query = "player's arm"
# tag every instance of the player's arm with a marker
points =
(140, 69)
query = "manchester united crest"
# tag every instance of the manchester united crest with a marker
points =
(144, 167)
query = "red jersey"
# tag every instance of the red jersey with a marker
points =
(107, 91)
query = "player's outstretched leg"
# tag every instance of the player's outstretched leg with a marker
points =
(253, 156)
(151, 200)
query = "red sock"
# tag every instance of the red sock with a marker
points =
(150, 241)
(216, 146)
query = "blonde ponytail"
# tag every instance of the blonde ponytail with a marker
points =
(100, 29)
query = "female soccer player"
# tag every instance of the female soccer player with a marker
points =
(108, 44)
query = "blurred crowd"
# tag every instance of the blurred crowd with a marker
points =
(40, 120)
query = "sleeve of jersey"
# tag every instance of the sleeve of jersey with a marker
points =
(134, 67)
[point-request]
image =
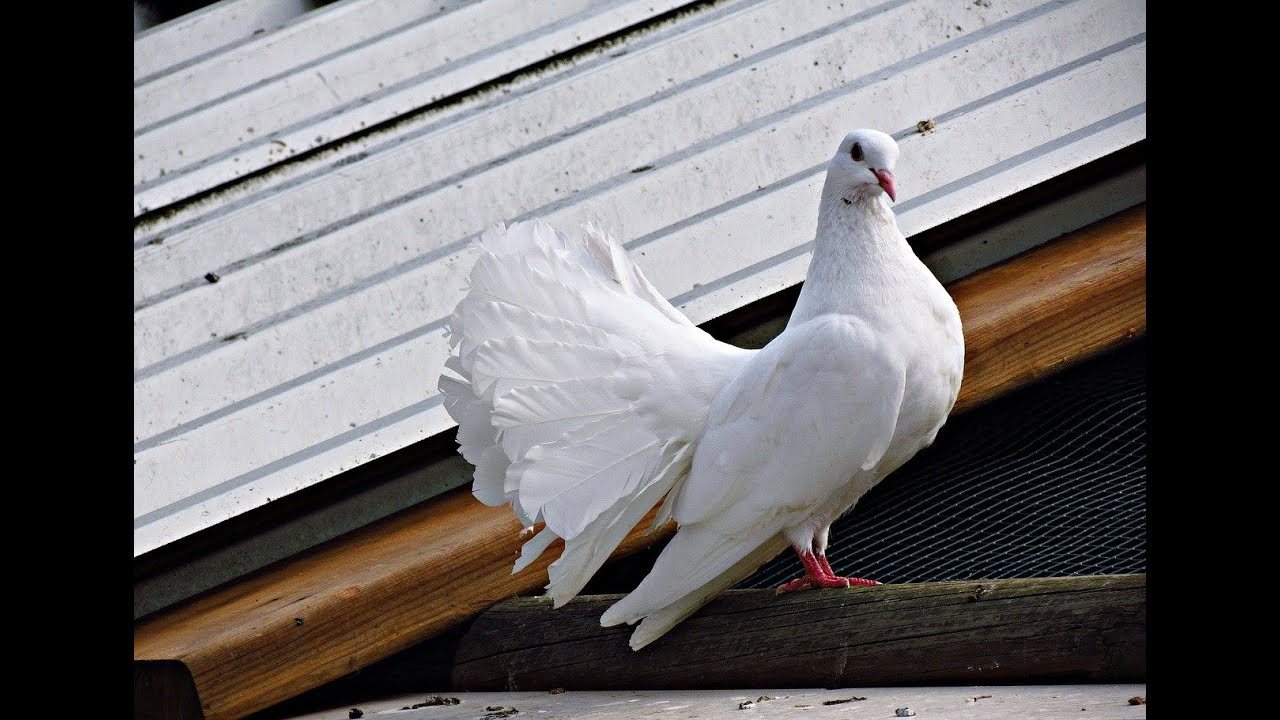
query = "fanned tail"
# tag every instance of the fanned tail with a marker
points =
(579, 391)
(676, 588)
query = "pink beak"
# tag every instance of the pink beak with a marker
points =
(886, 180)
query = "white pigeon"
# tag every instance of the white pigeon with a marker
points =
(584, 399)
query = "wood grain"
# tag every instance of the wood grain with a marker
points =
(1027, 630)
(368, 595)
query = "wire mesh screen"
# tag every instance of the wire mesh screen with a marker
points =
(1048, 481)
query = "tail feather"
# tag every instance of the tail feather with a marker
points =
(579, 390)
(658, 621)
(586, 552)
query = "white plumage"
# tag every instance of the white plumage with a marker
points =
(584, 397)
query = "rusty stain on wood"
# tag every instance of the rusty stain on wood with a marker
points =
(392, 584)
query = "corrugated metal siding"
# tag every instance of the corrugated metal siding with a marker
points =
(700, 144)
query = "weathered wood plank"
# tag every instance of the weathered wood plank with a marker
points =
(976, 702)
(1054, 306)
(378, 591)
(1092, 628)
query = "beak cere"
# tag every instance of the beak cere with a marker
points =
(886, 180)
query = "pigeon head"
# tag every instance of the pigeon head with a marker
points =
(864, 163)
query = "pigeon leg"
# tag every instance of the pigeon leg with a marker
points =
(853, 582)
(818, 574)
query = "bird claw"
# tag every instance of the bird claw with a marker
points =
(826, 583)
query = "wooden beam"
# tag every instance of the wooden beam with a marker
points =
(974, 632)
(374, 592)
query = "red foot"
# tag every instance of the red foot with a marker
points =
(818, 574)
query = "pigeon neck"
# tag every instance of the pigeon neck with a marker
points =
(859, 258)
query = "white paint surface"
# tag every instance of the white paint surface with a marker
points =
(310, 360)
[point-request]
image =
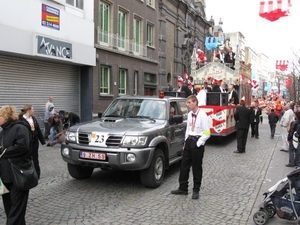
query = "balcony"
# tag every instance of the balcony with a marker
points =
(127, 46)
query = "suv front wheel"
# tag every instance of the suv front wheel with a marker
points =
(153, 176)
(80, 172)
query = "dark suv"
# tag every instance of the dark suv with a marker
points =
(134, 133)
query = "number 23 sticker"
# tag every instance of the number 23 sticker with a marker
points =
(98, 139)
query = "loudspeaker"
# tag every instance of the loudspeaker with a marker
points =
(217, 98)
(175, 94)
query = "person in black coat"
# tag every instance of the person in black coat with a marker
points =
(206, 88)
(242, 119)
(292, 150)
(229, 59)
(183, 88)
(255, 118)
(71, 119)
(233, 97)
(216, 86)
(26, 115)
(273, 119)
(15, 141)
(192, 88)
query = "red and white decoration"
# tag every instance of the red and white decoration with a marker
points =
(242, 77)
(282, 64)
(253, 83)
(201, 55)
(185, 76)
(273, 10)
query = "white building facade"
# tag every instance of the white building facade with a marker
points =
(47, 49)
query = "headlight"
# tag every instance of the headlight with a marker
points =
(71, 136)
(65, 152)
(134, 141)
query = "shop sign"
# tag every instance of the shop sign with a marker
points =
(50, 17)
(51, 47)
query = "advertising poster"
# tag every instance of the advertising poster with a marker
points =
(50, 17)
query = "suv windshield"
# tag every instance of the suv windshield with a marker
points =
(139, 108)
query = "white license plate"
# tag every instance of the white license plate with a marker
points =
(93, 155)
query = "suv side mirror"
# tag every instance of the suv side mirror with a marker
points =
(176, 119)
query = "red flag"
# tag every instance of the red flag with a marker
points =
(185, 76)
(242, 77)
(274, 9)
(282, 64)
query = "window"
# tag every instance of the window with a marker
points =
(150, 3)
(135, 82)
(121, 29)
(136, 34)
(75, 3)
(104, 80)
(103, 22)
(149, 34)
(122, 81)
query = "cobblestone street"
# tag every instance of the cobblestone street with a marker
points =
(231, 190)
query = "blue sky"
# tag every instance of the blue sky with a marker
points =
(274, 39)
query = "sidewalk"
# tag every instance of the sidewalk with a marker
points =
(276, 171)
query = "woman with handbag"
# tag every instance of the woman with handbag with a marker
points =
(26, 115)
(15, 141)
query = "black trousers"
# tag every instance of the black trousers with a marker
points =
(35, 156)
(254, 129)
(192, 157)
(242, 135)
(15, 204)
(272, 128)
(47, 130)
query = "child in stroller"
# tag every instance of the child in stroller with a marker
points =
(282, 199)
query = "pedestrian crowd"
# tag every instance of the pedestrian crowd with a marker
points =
(20, 137)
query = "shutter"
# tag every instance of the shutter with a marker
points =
(27, 81)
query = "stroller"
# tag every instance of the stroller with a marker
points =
(282, 199)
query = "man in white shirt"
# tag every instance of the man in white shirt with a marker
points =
(197, 133)
(201, 96)
(50, 101)
(285, 120)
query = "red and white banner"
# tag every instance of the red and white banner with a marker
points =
(274, 9)
(282, 64)
(253, 83)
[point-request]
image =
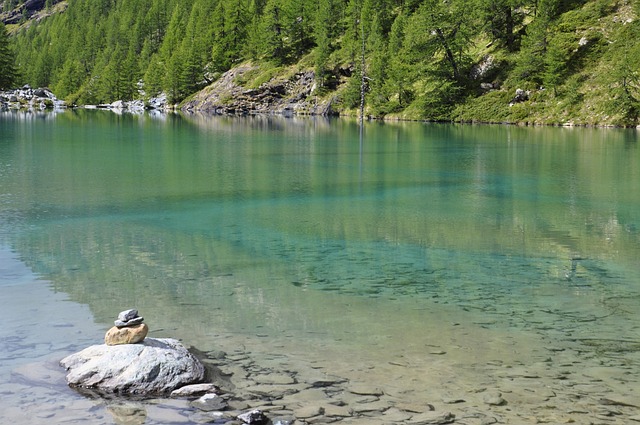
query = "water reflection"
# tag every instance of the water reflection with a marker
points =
(292, 228)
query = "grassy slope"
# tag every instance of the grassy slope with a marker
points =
(585, 95)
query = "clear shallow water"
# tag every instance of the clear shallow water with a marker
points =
(501, 247)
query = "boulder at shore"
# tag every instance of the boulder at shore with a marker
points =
(153, 367)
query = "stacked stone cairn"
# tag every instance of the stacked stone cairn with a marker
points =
(128, 329)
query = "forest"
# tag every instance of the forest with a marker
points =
(570, 61)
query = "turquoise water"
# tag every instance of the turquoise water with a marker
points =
(293, 230)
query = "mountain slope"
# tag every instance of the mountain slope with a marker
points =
(525, 61)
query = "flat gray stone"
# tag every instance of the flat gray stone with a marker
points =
(432, 418)
(133, 322)
(154, 366)
(127, 315)
(210, 403)
(195, 390)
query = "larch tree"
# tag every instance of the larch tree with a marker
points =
(8, 71)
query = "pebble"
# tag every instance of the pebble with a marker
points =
(195, 390)
(126, 335)
(254, 417)
(432, 418)
(127, 315)
(132, 322)
(210, 402)
(361, 389)
(494, 398)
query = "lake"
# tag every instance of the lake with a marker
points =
(490, 272)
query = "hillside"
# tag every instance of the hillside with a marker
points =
(521, 61)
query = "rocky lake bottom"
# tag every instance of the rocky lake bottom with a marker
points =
(457, 369)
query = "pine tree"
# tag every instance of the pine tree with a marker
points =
(8, 71)
(322, 37)
(272, 30)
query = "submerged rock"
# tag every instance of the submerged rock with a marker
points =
(155, 366)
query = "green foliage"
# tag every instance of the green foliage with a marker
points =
(579, 58)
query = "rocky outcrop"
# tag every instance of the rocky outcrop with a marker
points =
(154, 366)
(28, 98)
(289, 96)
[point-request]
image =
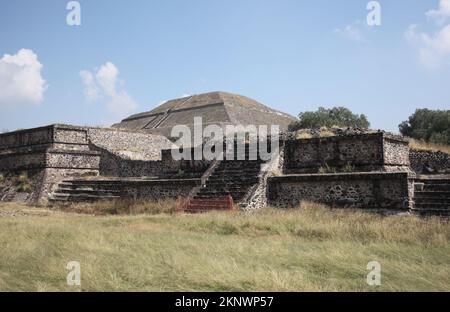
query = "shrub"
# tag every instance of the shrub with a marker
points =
(334, 117)
(428, 125)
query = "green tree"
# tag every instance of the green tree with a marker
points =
(428, 125)
(334, 117)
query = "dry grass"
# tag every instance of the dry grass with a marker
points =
(121, 207)
(311, 248)
(424, 146)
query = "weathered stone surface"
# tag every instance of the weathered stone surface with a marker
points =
(219, 108)
(358, 153)
(428, 162)
(355, 190)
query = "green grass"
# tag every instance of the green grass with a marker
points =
(308, 249)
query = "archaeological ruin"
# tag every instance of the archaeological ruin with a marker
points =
(373, 170)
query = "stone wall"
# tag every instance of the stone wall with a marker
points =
(159, 189)
(54, 153)
(428, 162)
(356, 153)
(45, 156)
(355, 190)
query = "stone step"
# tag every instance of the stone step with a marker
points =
(432, 206)
(81, 197)
(437, 187)
(88, 192)
(433, 181)
(432, 194)
(431, 212)
(431, 200)
(219, 182)
(235, 172)
(92, 185)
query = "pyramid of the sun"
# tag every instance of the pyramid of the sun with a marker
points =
(219, 108)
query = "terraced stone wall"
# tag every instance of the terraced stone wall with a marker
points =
(354, 190)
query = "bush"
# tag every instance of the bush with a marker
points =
(428, 125)
(334, 117)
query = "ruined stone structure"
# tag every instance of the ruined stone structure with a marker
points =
(369, 170)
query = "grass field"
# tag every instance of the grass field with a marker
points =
(308, 249)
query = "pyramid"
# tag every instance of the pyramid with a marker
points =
(219, 108)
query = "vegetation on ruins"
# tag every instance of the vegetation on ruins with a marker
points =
(431, 126)
(425, 146)
(311, 248)
(334, 117)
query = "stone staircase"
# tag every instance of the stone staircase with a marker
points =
(227, 184)
(85, 191)
(432, 196)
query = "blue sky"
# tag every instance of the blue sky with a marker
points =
(291, 55)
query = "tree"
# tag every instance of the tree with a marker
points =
(334, 117)
(428, 125)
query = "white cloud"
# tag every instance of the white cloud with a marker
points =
(104, 83)
(351, 31)
(91, 90)
(20, 79)
(433, 48)
(442, 13)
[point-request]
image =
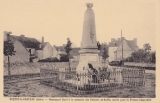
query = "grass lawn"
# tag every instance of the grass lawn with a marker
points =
(33, 88)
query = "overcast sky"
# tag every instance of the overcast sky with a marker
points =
(58, 20)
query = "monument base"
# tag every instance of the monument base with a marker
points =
(83, 68)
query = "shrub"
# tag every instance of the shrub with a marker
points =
(52, 59)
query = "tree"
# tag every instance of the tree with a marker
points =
(8, 49)
(98, 45)
(147, 49)
(105, 53)
(68, 48)
(140, 54)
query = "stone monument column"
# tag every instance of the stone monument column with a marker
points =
(89, 50)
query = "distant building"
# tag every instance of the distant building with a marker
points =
(112, 47)
(74, 52)
(25, 48)
(59, 51)
(115, 48)
(29, 49)
(45, 50)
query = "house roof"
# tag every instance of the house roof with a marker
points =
(132, 45)
(63, 55)
(26, 41)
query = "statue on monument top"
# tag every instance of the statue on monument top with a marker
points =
(89, 5)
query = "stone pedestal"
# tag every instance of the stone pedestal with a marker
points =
(89, 50)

ACTIVITY: All lines from the listing above that include "paint" should be shown.

ANSWER TO THIS PROBLEM:
query = "white paint surface"
# tag every instance of the white paint surface with a marker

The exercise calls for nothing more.